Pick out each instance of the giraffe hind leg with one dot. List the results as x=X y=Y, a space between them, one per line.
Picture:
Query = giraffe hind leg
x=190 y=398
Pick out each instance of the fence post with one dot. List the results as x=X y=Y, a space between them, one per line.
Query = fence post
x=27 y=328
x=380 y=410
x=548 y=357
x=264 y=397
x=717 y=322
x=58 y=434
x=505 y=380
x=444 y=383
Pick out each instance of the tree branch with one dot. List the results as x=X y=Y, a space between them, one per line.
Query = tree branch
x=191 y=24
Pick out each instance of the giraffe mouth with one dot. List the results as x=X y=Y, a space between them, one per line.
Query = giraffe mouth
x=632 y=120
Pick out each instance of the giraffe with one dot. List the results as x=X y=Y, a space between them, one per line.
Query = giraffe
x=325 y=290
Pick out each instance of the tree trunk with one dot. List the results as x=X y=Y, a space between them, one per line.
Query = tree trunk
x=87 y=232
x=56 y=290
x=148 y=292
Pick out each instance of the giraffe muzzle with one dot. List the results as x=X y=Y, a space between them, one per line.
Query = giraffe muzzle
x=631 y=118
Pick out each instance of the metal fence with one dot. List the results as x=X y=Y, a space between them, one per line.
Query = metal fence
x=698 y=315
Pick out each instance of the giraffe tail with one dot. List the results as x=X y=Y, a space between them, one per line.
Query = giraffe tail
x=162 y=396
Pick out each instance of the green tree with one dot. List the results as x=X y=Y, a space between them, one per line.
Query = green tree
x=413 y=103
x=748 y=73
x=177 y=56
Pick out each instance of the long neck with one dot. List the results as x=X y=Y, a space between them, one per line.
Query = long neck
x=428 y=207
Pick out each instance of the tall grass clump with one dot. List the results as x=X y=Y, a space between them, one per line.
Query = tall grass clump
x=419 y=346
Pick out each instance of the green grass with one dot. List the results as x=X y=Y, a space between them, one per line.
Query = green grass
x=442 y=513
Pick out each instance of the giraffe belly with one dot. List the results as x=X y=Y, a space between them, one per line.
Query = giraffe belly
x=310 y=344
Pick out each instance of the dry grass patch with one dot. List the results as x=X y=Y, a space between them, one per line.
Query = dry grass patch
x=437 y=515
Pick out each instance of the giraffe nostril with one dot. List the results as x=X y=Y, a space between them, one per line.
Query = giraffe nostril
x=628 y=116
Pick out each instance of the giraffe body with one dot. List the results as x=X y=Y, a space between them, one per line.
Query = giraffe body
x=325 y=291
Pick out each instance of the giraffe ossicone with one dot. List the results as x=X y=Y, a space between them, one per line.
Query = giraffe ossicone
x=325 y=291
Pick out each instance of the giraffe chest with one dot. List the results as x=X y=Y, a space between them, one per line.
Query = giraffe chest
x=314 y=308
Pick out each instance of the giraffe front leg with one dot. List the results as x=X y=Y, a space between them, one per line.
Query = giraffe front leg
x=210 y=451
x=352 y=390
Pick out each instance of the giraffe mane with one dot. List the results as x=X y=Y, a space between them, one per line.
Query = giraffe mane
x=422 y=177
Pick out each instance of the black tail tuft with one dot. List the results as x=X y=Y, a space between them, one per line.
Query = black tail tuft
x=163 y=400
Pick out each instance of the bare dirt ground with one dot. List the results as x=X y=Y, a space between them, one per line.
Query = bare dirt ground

■ ■ ■ ■ ■ ■ ■

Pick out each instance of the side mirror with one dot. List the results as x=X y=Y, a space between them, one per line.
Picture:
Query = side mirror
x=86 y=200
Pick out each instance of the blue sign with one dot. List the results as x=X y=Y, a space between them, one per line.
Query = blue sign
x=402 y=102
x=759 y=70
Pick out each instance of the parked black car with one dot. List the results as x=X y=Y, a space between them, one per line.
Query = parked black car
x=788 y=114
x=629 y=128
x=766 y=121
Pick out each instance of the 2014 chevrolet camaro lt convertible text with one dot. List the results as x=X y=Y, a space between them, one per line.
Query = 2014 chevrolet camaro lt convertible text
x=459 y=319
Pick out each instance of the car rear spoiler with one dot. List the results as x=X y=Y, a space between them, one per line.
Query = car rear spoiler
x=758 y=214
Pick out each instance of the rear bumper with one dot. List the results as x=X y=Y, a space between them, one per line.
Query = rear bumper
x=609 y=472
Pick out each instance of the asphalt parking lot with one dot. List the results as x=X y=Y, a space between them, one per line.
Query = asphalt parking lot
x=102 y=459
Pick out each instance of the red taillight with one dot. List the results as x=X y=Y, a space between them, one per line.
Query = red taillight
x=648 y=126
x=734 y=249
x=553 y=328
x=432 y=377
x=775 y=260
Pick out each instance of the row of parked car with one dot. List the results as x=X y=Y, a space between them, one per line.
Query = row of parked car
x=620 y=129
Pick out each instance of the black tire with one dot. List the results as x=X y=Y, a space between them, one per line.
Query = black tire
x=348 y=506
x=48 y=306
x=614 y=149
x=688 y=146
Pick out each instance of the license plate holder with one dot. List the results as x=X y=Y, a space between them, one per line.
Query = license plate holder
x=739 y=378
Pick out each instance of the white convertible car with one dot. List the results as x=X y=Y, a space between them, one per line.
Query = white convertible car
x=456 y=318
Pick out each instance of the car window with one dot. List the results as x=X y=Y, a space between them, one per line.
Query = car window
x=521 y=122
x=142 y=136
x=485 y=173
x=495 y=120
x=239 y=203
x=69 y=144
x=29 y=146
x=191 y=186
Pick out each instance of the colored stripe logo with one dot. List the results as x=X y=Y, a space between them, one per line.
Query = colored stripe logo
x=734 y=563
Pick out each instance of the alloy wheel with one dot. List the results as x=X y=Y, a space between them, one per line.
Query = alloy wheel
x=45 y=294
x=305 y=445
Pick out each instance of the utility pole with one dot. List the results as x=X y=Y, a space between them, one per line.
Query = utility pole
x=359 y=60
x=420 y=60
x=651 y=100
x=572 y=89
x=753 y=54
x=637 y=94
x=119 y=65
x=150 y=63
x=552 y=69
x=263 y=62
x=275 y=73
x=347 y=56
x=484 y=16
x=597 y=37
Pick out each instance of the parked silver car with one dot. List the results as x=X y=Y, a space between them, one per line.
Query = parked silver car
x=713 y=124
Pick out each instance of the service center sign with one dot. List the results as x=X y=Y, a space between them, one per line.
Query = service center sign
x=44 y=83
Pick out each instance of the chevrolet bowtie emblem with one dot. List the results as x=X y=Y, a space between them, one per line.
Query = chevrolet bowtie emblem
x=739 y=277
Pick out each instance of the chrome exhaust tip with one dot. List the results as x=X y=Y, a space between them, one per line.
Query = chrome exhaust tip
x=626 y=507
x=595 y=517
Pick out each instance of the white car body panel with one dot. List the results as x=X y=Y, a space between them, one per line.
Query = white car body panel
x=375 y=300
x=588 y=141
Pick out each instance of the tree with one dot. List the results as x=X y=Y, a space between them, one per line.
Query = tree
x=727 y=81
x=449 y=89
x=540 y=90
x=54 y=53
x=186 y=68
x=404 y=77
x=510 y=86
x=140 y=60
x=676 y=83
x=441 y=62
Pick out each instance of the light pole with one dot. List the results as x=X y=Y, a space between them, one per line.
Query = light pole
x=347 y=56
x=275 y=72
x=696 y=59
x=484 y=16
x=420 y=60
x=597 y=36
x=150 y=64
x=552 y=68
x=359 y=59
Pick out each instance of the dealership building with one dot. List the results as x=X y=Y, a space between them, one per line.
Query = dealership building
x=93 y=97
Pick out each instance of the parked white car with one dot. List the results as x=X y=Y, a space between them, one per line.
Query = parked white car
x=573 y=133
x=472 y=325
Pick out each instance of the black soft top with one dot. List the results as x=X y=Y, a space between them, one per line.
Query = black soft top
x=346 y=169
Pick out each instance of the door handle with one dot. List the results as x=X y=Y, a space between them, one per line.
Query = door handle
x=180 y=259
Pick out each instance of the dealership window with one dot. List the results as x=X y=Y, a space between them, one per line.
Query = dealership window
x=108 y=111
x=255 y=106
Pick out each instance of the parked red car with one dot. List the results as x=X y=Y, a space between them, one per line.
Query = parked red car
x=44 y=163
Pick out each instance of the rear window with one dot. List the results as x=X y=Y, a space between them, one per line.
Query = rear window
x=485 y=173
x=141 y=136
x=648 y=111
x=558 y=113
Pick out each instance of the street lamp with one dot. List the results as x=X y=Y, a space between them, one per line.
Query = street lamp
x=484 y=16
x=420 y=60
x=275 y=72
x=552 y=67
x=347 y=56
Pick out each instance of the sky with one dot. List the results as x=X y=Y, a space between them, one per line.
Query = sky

■ ■ ■ ■ ■ ■ ■

Exercise: Copy out the material word for word, from the line that contains "Pick out each instance of the giraffe hind" down to the line that contains "x=190 y=398", both of those lines included.

Result of this exercise:
Pick out each instance of the giraffe hind leg with one dot. List the results as x=X y=Y, a space between them, one per line.
Picture:
Query = giraffe hind leg
x=190 y=398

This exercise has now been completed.